■ Assigned task
Among the entries below, extract exactly the lines that run from the one with "green leaf in" through the one with "Target: sky", both ends included.
Dataset excerpts: Begin
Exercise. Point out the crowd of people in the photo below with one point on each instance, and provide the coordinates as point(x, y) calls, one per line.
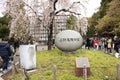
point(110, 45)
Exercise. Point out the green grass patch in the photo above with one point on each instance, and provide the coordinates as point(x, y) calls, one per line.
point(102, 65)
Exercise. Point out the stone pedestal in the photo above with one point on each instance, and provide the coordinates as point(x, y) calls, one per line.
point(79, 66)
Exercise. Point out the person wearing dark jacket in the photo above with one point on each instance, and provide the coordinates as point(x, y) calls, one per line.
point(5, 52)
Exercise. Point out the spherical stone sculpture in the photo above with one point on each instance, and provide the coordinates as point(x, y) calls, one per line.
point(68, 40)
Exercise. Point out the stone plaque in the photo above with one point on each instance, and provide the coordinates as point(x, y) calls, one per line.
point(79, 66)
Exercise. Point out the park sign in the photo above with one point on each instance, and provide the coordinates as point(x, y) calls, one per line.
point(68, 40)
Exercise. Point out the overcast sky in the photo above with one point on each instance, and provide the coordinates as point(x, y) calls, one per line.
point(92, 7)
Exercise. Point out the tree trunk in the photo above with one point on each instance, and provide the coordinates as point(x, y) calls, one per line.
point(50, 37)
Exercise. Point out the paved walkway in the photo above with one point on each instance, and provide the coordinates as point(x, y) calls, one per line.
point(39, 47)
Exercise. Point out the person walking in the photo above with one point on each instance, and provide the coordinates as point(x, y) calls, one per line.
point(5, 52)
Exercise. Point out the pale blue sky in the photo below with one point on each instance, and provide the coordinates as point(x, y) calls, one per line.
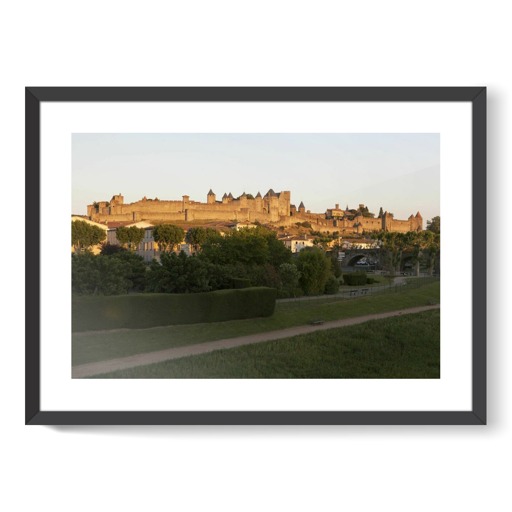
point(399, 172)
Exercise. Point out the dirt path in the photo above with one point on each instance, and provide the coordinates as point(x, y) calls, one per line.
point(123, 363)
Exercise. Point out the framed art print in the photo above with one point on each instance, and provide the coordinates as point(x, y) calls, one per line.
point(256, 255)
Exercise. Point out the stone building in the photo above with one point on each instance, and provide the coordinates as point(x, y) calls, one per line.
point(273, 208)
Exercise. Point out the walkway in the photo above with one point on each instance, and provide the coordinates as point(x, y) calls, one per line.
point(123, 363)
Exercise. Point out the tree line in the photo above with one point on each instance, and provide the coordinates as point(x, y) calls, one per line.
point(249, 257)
Dataset excerpts: End
Dataset excerpts: Begin
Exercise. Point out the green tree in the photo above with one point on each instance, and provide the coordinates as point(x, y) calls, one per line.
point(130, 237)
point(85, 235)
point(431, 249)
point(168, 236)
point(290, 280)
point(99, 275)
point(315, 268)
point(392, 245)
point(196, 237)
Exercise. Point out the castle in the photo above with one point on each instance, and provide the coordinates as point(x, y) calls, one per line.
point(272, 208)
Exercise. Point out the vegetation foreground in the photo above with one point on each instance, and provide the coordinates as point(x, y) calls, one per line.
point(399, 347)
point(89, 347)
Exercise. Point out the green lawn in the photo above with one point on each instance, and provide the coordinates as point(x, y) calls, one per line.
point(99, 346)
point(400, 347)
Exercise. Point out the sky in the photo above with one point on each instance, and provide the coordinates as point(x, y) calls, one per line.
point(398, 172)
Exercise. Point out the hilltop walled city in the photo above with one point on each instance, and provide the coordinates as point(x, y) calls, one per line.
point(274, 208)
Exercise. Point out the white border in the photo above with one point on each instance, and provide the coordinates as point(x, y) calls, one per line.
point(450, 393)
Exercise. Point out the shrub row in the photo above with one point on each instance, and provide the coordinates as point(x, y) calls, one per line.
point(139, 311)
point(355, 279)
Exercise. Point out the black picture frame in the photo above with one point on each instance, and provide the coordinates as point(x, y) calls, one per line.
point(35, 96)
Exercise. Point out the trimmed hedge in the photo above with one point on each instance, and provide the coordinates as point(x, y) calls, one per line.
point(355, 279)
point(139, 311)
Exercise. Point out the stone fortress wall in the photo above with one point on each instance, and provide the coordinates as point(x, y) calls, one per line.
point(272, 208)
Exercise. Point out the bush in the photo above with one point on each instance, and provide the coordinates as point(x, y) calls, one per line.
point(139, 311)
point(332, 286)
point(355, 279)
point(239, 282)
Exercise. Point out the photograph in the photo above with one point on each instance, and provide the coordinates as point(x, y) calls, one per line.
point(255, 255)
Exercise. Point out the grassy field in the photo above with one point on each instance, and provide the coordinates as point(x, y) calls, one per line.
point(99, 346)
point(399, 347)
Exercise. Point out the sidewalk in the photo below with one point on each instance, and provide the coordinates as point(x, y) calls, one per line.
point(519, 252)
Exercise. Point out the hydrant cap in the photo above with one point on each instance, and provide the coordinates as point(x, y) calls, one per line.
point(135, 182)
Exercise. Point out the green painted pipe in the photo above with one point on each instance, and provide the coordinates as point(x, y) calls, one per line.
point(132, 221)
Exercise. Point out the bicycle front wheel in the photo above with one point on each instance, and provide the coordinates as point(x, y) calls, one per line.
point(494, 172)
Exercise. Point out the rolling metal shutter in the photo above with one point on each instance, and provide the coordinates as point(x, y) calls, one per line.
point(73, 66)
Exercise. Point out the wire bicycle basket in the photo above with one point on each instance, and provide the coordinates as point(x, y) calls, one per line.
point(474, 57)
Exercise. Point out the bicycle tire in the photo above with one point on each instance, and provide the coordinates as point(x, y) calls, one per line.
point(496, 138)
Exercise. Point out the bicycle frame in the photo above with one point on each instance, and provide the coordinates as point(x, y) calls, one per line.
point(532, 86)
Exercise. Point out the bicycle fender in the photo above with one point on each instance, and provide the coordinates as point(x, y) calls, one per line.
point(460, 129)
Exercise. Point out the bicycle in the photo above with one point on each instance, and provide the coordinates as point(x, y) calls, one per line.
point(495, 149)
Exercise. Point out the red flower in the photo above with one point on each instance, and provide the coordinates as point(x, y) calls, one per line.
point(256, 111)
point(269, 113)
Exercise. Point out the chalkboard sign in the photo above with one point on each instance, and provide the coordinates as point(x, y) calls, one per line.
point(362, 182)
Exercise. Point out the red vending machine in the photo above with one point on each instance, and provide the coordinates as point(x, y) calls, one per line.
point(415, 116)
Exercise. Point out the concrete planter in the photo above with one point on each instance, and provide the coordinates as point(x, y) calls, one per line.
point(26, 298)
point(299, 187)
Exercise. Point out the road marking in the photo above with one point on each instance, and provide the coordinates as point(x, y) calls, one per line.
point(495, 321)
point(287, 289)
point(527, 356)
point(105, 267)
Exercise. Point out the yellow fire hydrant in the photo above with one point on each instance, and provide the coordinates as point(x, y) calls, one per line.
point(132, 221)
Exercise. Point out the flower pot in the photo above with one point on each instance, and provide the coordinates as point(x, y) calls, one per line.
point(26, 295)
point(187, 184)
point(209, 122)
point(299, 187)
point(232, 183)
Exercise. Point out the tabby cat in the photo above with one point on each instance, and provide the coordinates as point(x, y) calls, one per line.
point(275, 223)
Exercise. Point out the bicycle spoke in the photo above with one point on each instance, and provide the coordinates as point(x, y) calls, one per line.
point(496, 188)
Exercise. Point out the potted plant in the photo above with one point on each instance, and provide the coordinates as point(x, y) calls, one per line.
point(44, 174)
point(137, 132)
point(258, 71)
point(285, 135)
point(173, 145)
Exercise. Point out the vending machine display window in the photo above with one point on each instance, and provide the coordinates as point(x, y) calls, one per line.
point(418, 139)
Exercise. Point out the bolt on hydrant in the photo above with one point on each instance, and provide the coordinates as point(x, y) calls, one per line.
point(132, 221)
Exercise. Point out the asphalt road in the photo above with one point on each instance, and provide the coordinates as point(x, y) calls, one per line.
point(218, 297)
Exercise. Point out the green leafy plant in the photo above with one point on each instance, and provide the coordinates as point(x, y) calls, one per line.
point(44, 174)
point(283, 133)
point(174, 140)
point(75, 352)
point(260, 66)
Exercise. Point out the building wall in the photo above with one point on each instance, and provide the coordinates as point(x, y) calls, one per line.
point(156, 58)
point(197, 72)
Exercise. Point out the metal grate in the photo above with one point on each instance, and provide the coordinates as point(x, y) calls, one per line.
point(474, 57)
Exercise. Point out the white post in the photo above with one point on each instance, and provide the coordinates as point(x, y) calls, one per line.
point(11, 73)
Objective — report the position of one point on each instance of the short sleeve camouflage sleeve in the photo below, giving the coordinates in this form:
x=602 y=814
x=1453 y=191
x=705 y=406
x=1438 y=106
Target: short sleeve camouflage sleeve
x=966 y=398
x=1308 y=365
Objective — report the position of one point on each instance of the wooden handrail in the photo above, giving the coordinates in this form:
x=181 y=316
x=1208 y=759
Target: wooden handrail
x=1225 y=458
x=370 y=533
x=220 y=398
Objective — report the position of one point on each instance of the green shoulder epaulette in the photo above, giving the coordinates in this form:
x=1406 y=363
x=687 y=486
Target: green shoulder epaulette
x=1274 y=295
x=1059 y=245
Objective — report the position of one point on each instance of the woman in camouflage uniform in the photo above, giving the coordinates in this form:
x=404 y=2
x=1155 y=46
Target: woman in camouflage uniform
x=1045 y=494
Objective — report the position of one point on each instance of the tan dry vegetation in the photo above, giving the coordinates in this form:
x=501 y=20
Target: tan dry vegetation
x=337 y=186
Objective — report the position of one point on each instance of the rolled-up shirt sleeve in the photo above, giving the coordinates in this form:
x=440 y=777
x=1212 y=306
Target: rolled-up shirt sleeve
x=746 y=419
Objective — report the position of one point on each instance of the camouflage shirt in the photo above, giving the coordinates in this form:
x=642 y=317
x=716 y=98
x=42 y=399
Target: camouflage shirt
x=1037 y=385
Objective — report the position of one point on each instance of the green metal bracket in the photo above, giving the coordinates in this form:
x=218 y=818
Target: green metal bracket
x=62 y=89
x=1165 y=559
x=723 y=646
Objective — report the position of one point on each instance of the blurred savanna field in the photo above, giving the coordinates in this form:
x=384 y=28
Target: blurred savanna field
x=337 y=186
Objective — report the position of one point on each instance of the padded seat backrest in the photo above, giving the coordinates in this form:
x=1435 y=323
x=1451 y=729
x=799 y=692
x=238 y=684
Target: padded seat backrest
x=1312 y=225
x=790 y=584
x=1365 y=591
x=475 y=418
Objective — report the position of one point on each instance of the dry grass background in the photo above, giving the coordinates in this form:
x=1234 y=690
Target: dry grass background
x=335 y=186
Dataset excerpts: End
Dataset excerpts: Begin
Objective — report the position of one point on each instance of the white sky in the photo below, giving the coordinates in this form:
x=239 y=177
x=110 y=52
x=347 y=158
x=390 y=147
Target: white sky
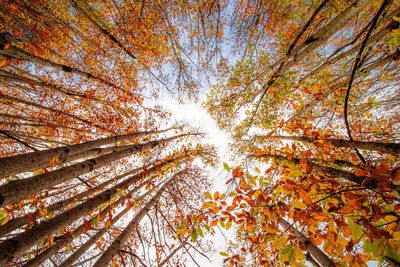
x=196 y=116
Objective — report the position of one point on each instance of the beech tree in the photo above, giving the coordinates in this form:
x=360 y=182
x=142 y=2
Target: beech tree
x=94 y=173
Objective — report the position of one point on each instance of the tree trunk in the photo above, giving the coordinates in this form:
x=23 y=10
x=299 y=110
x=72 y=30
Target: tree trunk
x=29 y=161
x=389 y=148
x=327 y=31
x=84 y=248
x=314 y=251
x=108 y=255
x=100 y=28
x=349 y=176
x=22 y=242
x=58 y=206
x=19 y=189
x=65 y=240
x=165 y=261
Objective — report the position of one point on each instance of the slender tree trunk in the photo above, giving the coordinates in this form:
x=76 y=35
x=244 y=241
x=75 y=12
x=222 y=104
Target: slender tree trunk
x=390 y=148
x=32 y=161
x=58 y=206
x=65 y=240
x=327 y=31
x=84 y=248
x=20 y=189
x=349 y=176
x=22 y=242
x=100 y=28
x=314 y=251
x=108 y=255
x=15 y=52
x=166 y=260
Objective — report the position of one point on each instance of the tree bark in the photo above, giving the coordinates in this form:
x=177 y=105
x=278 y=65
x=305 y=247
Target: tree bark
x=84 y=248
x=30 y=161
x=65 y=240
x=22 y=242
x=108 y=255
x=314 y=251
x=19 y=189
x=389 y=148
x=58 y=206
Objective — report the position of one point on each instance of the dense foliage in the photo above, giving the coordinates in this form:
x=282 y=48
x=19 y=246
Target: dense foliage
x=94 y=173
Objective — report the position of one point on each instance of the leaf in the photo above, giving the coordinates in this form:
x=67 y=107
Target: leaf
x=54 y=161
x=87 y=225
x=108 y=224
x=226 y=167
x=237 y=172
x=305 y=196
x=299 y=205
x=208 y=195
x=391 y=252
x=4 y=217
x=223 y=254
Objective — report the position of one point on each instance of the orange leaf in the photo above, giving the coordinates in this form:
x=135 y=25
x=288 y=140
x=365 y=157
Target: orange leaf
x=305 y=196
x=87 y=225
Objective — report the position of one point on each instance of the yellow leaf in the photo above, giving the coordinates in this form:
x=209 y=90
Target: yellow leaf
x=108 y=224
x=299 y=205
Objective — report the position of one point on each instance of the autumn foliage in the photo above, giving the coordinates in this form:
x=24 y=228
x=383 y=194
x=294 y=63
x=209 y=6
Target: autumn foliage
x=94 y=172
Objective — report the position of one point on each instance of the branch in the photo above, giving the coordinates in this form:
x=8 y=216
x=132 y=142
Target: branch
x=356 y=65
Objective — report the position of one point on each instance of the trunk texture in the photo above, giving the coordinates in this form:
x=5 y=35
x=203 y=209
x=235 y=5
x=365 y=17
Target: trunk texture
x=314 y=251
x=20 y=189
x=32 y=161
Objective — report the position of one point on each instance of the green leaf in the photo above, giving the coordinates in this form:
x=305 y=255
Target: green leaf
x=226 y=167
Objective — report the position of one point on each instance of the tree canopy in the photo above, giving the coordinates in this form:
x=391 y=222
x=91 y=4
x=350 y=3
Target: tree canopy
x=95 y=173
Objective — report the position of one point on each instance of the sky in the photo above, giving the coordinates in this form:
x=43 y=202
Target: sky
Dataset excerpts: End
■ Response
Objective — report the position of one point on each instance of the green leaf in the photo above, giving the coordinates in this form:
x=305 y=255
Target: green leaf
x=226 y=167
Objective — report the position of one point on each instance of the tree canopy in the photo above, giving the coordinates in this form:
x=391 y=222
x=91 y=4
x=350 y=3
Target: tree canopy
x=95 y=173
Objective — report the position of one point on each instance of the sky in the photo above, giving the coordinates in this form:
x=43 y=202
Target: sky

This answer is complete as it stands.